**EXERCISE:**
According to the commentary on Luke 12:32-40, what general precept did Jesus' instruction to his followers to sell their possessions become?

LUKE 12:32-40: I believe that these remarks of Jesus to his disciples were made as the group of them were on the way to Jerusalem. Some of these remarks were made into precepts, and others seem to echo parables that Jesus later issued. We can break them down as follows.
On the way, Jesus told his followers to sell their possessions and give the proceeds away. They did not need them on their journey. This became the general precept to "sell your possessions and give alms" (33). Luke adds to this statements attributed to Jesus that seem to reflect those given earlier, in his instructions to disciples and in the Sermon on the Mount: "Provide for yourself purses that do not grow old." (A purse might grow heavy but can it grow old? Or are we to expect that the leather with which it is made deteriorates to no purpose?) Luke then adds Jesus' statement that they should lay up for themselves treasures in heaven, but at this point it comes out as "purses that (contain) a treasure in the heavens that does not fail, where no thief approaches or moth destroys." Then he quotes accurately Jesus' words in the Sermon on the Mount: "For where your treasure is, there is your heart also."

[Records taken from a dataset]

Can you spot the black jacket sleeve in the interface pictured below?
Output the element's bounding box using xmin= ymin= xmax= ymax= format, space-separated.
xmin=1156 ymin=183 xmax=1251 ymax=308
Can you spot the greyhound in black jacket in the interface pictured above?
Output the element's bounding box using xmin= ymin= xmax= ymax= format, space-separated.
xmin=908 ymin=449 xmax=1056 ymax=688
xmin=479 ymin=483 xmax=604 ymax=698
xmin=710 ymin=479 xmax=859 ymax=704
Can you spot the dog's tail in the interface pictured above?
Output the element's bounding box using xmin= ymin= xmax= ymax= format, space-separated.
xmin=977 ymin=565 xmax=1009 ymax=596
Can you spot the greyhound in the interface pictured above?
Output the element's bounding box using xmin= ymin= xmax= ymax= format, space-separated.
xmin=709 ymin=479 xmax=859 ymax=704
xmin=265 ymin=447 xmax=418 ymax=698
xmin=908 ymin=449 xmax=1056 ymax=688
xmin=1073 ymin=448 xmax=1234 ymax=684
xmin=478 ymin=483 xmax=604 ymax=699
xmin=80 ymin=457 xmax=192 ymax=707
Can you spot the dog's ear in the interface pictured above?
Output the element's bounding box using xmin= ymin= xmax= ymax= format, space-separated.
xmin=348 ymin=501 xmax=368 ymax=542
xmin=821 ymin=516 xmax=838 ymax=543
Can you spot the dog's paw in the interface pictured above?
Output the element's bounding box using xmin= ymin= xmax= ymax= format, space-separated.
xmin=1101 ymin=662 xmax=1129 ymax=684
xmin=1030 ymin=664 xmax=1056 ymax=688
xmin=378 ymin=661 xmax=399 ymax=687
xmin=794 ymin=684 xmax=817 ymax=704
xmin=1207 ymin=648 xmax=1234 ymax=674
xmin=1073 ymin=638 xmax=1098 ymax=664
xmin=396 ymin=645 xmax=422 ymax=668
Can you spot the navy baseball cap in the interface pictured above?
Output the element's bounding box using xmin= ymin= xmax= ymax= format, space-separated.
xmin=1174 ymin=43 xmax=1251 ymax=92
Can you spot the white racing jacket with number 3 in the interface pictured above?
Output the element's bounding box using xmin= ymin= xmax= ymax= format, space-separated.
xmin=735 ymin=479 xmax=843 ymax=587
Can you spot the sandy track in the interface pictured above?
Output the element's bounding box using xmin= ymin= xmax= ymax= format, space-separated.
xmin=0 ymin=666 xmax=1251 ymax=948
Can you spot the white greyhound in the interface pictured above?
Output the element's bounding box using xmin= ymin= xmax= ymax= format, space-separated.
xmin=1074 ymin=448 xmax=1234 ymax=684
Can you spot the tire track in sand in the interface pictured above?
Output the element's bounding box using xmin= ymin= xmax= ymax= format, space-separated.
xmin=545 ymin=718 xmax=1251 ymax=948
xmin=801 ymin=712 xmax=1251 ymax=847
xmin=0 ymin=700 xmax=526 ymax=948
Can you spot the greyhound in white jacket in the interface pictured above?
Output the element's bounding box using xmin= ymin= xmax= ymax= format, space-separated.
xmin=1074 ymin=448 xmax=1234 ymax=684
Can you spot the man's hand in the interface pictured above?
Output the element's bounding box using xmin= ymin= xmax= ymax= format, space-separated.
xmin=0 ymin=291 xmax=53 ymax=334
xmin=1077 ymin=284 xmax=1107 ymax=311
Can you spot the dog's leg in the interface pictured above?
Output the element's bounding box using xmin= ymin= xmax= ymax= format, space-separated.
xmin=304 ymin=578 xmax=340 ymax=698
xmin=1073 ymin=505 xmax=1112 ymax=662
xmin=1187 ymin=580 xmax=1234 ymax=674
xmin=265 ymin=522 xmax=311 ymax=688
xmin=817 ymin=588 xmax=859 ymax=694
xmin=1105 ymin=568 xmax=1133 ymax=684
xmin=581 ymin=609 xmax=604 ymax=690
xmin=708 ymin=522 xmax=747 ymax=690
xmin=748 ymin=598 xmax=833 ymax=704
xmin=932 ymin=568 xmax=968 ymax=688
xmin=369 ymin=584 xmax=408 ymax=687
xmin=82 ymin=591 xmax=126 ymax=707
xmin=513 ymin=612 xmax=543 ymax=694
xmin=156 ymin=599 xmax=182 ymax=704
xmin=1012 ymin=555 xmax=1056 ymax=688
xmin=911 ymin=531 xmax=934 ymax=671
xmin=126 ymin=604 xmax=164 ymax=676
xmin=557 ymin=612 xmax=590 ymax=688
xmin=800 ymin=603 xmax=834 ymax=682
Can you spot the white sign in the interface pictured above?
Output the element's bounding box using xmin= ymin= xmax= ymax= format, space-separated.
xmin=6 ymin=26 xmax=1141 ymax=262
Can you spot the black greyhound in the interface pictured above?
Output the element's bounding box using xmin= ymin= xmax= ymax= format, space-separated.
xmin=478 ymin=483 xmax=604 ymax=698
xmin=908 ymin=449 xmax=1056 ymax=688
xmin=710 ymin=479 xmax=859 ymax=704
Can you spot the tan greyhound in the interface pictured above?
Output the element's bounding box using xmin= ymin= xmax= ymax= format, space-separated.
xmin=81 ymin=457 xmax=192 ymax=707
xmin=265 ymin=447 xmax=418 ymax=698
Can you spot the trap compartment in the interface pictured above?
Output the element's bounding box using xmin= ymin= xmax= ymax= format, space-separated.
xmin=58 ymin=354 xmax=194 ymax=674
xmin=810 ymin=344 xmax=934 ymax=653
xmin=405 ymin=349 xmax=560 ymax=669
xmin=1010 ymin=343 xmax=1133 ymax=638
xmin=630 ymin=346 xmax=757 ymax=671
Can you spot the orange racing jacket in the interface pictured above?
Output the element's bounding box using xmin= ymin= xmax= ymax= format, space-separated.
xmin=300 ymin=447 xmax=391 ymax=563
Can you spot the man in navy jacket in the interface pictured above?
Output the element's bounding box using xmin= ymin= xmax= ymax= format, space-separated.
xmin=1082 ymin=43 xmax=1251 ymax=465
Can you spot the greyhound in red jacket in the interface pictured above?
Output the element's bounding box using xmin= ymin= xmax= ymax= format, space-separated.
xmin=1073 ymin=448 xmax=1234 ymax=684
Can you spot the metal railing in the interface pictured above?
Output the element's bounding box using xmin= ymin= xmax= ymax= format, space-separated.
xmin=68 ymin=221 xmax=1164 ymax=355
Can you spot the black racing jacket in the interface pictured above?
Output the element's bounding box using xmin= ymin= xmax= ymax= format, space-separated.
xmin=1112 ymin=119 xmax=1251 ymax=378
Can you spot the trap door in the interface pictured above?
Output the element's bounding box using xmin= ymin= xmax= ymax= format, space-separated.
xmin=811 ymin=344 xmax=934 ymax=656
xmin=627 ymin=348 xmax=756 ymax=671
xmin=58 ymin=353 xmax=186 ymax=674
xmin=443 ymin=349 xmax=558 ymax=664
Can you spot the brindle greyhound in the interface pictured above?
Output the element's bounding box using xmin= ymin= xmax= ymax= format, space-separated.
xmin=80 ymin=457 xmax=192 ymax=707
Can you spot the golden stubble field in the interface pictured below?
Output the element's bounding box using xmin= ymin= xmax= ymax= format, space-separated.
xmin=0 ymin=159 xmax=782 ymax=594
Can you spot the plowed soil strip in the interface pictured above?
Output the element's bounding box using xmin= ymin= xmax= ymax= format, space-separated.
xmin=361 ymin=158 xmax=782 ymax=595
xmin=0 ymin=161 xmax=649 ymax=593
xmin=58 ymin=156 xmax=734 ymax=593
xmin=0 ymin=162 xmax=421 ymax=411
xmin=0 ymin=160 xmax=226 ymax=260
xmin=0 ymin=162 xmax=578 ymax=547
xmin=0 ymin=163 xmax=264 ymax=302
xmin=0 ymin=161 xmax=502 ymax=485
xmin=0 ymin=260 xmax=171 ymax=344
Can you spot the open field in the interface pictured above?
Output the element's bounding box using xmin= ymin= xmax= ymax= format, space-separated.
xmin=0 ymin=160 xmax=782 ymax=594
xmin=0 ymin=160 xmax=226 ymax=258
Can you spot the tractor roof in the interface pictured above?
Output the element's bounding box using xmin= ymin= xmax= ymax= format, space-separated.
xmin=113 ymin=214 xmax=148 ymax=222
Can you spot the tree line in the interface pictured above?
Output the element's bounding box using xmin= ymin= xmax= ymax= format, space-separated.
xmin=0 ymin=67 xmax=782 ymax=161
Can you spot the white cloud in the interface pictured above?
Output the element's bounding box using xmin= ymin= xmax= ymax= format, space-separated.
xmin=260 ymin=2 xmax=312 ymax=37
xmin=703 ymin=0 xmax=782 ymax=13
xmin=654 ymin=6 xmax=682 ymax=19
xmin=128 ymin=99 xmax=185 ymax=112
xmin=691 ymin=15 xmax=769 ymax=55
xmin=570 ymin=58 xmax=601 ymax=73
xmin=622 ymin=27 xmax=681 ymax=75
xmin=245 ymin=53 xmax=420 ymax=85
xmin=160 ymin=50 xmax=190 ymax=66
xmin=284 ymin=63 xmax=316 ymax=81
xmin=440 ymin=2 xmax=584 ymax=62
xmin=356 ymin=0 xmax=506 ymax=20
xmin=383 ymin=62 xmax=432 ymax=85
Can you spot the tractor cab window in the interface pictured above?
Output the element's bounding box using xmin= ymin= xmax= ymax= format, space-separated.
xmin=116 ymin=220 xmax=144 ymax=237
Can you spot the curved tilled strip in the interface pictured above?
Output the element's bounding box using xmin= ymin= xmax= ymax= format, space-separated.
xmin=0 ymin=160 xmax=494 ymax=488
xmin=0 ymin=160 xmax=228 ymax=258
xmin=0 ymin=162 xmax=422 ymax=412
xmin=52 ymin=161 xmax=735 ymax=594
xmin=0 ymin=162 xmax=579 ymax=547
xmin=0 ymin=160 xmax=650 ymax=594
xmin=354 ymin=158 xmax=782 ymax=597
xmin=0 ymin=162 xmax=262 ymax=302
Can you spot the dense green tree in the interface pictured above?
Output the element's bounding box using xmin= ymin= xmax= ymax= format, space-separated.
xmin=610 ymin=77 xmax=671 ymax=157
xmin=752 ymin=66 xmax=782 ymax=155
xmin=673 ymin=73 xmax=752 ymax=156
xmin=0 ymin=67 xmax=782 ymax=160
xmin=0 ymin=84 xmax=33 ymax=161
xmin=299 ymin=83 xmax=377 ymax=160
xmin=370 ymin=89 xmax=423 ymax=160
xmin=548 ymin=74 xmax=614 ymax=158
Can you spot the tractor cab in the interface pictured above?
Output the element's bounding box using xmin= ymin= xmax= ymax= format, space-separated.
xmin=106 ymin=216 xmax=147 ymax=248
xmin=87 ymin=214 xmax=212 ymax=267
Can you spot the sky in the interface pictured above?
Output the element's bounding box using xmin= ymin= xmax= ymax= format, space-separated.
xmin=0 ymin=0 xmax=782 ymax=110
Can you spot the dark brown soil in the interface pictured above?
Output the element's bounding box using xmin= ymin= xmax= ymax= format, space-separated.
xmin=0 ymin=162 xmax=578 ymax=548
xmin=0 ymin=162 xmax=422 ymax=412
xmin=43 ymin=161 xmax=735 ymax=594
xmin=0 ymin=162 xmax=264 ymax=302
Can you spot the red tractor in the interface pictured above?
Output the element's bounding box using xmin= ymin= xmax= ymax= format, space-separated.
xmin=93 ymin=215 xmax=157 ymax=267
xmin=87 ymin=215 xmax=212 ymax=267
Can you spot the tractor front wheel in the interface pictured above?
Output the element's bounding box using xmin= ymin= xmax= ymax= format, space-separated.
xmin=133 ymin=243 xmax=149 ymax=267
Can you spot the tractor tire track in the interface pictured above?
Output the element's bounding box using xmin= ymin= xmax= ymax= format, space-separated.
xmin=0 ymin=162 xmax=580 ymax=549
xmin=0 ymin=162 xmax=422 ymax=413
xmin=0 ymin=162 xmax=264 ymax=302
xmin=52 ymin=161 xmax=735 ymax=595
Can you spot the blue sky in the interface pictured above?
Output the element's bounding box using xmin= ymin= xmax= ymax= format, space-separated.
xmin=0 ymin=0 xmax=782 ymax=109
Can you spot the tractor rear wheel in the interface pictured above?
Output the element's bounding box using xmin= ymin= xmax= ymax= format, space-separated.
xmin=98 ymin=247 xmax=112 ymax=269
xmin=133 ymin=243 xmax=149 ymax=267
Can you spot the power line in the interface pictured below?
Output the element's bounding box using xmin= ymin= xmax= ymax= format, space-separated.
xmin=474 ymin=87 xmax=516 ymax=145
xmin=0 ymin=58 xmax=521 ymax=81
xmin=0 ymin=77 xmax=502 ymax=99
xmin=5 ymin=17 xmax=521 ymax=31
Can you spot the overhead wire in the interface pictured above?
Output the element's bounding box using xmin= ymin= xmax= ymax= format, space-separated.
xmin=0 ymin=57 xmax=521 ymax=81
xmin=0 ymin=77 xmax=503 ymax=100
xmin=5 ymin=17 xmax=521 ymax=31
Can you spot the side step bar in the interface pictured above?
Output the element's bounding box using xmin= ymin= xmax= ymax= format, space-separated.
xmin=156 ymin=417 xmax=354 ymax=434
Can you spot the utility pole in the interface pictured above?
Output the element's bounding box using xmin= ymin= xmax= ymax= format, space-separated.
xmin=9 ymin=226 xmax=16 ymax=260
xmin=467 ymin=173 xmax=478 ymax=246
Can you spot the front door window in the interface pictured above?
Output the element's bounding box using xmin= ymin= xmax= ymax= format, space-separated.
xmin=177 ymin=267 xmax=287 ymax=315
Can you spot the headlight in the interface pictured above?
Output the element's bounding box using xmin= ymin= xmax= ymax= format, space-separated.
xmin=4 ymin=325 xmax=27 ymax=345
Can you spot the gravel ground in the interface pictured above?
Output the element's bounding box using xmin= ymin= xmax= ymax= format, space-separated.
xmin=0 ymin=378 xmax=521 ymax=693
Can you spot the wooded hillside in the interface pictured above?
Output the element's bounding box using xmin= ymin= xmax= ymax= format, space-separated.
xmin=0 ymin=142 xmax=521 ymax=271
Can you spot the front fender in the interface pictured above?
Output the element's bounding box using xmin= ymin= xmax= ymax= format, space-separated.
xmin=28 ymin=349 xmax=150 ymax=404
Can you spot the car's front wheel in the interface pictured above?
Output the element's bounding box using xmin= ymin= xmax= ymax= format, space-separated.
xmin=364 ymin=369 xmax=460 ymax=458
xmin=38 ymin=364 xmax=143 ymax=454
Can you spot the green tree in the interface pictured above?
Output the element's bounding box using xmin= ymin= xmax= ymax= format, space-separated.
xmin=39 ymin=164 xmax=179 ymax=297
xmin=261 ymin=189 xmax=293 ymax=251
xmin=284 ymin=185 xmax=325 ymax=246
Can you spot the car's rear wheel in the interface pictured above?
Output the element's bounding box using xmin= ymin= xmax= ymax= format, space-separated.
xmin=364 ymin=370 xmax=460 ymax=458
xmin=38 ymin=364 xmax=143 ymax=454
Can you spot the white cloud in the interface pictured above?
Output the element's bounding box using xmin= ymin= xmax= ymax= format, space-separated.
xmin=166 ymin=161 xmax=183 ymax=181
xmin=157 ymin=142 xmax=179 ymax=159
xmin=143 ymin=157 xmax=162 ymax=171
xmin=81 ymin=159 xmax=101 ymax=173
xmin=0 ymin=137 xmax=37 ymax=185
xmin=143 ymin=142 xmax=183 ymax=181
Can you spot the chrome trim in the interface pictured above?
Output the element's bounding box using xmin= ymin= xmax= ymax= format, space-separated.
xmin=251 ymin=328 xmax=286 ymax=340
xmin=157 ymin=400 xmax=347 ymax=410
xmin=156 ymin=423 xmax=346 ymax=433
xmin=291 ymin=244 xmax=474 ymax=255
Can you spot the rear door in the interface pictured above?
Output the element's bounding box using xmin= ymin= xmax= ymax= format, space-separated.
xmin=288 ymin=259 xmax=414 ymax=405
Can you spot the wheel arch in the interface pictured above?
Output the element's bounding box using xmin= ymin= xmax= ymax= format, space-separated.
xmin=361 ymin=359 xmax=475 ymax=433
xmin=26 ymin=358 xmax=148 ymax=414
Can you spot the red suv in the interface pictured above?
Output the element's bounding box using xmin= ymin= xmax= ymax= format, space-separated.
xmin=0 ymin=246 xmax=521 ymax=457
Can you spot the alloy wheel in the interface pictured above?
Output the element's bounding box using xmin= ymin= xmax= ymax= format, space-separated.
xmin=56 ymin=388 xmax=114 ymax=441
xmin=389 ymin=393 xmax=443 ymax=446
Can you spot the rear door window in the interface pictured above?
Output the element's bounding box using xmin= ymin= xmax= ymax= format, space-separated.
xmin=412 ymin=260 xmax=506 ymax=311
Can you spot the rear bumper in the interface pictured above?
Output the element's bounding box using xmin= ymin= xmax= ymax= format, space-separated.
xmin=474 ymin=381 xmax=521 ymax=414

**EXERCISE RESPONSE:**
It became the general precept to "sell your possessions and give alms" (33).